* [GOAL]: Transcribe exactly the lines from the one containing "phrase -- green foliage" through the end of the data, both included. Leave out pictures.

──────────────────────────────

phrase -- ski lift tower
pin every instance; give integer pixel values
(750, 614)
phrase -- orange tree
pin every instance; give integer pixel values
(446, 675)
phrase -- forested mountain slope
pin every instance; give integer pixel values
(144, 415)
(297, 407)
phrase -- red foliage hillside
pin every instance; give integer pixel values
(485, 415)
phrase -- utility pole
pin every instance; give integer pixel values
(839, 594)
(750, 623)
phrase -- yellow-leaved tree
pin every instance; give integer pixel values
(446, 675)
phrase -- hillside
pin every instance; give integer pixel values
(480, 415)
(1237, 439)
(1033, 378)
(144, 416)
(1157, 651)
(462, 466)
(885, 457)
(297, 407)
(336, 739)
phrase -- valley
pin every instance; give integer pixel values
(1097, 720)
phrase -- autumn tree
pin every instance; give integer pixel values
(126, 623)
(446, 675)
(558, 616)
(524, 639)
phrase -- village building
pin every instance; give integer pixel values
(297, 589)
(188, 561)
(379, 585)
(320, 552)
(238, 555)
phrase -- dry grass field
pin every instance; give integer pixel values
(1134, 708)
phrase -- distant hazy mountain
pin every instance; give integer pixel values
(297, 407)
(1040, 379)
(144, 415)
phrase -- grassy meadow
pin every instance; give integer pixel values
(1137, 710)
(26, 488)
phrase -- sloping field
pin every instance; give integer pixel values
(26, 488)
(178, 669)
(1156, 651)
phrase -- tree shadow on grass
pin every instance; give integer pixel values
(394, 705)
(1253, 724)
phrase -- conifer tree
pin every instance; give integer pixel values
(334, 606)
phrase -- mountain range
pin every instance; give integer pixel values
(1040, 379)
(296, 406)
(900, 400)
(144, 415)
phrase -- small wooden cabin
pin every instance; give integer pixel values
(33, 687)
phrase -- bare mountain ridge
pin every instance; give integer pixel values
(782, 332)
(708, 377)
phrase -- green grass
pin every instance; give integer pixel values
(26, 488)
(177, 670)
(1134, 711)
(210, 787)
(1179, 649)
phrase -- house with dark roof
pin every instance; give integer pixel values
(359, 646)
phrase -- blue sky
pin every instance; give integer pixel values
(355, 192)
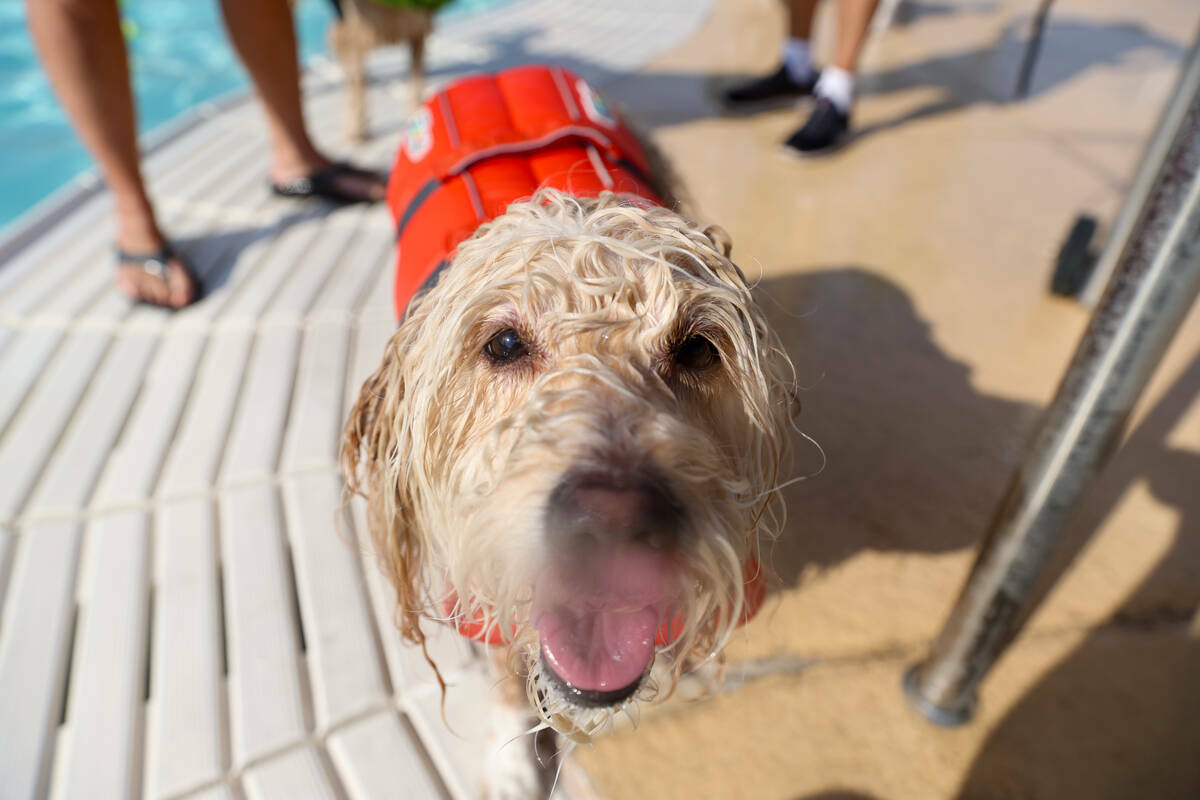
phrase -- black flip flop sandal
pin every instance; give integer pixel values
(156, 264)
(323, 185)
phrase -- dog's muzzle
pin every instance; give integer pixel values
(610, 583)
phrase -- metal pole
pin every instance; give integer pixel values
(1032, 49)
(1156, 280)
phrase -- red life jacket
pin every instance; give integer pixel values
(487, 140)
(479, 145)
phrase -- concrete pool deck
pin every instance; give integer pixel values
(181, 619)
(181, 614)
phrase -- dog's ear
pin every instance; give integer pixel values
(720, 239)
(376, 456)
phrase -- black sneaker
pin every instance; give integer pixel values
(774, 86)
(825, 131)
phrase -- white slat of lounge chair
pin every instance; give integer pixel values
(370, 341)
(100, 746)
(382, 596)
(30, 438)
(55, 259)
(192, 462)
(34, 644)
(267, 689)
(22, 276)
(379, 757)
(306, 278)
(220, 792)
(345, 663)
(370, 251)
(315, 426)
(21, 366)
(262, 413)
(79, 457)
(138, 456)
(186, 734)
(258, 283)
(298, 775)
(7, 542)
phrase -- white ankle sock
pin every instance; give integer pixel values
(796, 59)
(838, 86)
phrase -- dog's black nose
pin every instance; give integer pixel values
(595, 509)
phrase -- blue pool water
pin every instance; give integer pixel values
(179, 56)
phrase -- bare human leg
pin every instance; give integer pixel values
(801, 14)
(83, 52)
(263, 36)
(853, 18)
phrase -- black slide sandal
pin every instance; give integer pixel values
(323, 185)
(157, 265)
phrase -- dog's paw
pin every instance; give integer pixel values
(511, 771)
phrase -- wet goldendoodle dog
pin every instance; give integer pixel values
(575, 441)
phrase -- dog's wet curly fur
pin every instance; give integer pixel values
(641, 352)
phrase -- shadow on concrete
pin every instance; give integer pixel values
(1120, 716)
(969, 77)
(988, 74)
(214, 257)
(917, 457)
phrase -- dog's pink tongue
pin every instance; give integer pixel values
(600, 637)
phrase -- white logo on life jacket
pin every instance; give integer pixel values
(594, 106)
(419, 137)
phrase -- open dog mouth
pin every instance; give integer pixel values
(598, 621)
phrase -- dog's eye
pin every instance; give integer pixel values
(696, 353)
(504, 347)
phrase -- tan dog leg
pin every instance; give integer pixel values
(346, 43)
(417, 72)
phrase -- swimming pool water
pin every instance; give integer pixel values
(179, 56)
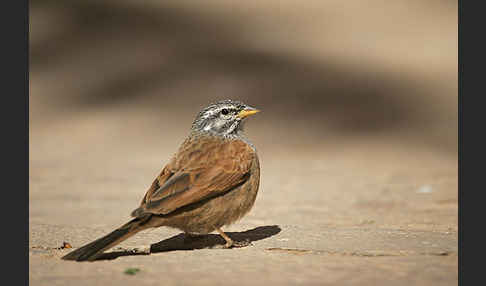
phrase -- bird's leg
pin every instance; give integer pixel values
(230, 243)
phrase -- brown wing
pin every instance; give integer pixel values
(201, 169)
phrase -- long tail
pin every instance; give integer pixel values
(93, 250)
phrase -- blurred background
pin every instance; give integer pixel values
(350, 90)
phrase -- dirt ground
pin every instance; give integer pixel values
(358, 161)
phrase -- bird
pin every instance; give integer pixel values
(210, 182)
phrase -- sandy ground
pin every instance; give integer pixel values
(361, 212)
(358, 157)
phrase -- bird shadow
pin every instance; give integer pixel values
(185, 242)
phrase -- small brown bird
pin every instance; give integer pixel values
(210, 182)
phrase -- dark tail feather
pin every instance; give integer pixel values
(93, 250)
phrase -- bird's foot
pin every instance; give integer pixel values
(237, 244)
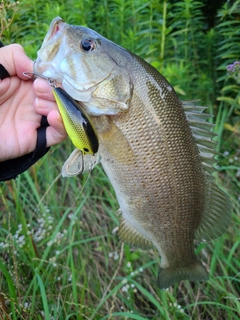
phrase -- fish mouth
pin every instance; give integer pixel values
(56, 27)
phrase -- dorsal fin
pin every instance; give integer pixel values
(217, 213)
(202, 133)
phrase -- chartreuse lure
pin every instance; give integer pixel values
(76, 122)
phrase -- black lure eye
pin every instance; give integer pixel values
(88, 45)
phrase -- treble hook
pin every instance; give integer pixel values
(34, 75)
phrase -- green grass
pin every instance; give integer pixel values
(59, 258)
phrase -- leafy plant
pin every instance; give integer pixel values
(59, 258)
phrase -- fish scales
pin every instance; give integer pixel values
(166, 192)
(156, 150)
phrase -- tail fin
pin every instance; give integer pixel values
(168, 276)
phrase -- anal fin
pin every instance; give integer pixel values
(217, 214)
(132, 236)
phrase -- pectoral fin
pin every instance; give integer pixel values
(79, 163)
(114, 94)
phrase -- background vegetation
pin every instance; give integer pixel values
(59, 258)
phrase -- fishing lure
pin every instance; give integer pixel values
(76, 122)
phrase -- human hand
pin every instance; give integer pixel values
(22, 105)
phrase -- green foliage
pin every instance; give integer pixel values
(59, 258)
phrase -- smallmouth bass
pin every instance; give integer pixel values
(156, 150)
(76, 122)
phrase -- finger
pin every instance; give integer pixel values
(43, 107)
(43, 90)
(55, 132)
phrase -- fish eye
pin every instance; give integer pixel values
(88, 45)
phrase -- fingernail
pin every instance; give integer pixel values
(37, 102)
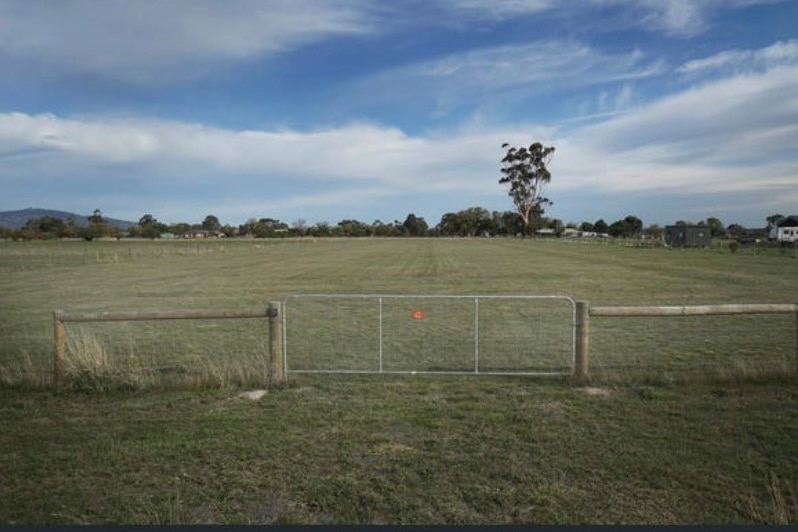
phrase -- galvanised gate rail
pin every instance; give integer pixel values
(429, 334)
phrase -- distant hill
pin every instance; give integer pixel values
(17, 219)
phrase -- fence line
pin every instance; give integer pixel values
(271, 313)
(585, 311)
(276, 316)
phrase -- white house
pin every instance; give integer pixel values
(785, 231)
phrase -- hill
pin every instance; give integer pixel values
(17, 219)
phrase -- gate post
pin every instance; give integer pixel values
(276, 369)
(582, 331)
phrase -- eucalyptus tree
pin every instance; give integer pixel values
(525, 169)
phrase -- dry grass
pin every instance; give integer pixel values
(783, 507)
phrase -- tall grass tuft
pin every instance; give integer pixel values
(90, 367)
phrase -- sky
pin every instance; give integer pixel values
(325, 110)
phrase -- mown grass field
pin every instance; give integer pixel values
(684, 421)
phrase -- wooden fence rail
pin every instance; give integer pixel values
(584, 312)
(272, 313)
(276, 363)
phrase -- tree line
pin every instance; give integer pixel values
(523, 170)
(469, 222)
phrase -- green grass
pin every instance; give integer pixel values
(687, 421)
(402, 450)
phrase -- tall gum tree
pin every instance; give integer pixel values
(526, 170)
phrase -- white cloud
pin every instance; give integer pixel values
(779, 53)
(734, 137)
(506, 73)
(156, 42)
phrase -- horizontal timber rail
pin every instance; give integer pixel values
(272, 313)
(696, 310)
(161, 315)
(584, 312)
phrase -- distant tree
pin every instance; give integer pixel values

──────────────────────────────

* [COMPLETE ANSWER]:
phrase -- green foliage
pin every instance; give integer pixel values
(59, 258)
phrase -- smallmouth bass
pin every instance; give integer pixel values
(156, 150)
(76, 122)
phrase -- finger
pin every instance; give integer pixel values
(43, 107)
(43, 90)
(55, 132)
phrase -- fish eye
pin every instance; give integer pixel values
(88, 45)
phrase -- fingernail
pin every instance; give integer pixel values
(37, 102)
phrase -- galvanised gate rail
pin every instance; give integer pixel values
(429, 334)
phrase -- distant hill
pin every instance; give integer pixel values
(17, 219)
phrase -- fence line
pin every instance; give integer pixel values
(271, 313)
(585, 311)
(276, 316)
phrase -- white house
pin every instance; give integer pixel values
(785, 231)
phrase -- hill
pin every instance; give integer pixel values
(17, 219)
phrase -- gate post
pin every instance; give integer pixel values
(276, 369)
(582, 331)
phrase -- eucalyptus tree
pin every instance; give integer pixel values
(525, 169)
phrase -- dry grass
pin every instance; give integer pixel values
(783, 507)
phrase -- tall grass tuft
pin every instance; give integer pixel values
(90, 367)
phrase -- sky
pin every instance; give integer pixel values
(325, 110)
phrase -- mown grass field
pin every instance; give integer pixel values
(684, 421)
phrase -- wooden fence rail
pin every instance; give integer pixel values
(584, 312)
(272, 313)
(276, 363)
phrase -- tree line
pin every instance; give integer pixel values
(523, 170)
(469, 222)
phrase -- green grass
pin every instance; give integer pixel values
(687, 421)
(402, 450)
phrase -- tall gum tree
pin every instance; give integer pixel values
(526, 170)
phrase -- white cloud
pin every instance; give integer pixel values
(779, 53)
(734, 137)
(506, 73)
(156, 42)
phrase -- horizontal timber rail
pin every instance; give integer pixel values
(272, 313)
(696, 310)
(161, 315)
(584, 312)
phrase -- distant tree
pin every instance; give integer pixel values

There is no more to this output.